TASK TO COMPLETE: Find the line that contains "For the benchmark, point out every instance of the light" in the entries below. Output it and each later line exactly, and nothing else.
——
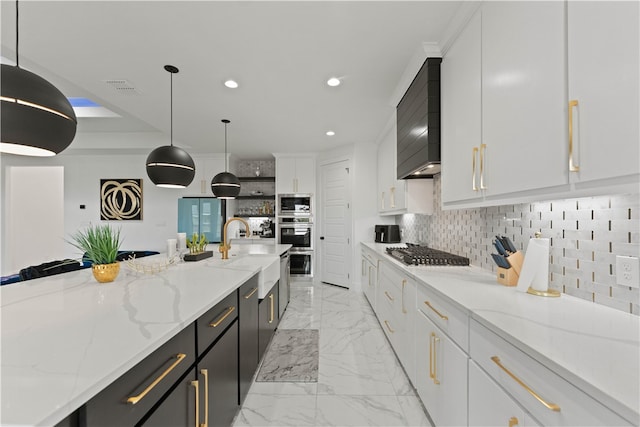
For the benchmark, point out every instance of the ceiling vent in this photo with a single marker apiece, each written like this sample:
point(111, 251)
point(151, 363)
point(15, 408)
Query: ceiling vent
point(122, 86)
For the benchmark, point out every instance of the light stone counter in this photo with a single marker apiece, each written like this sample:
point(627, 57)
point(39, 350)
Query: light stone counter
——
ANSWER TO THE TASK:
For the benchmark, point out every instance of the light stone counter in this photo with a single marker apiece, each written like this sample:
point(627, 57)
point(39, 350)
Query: light stone counter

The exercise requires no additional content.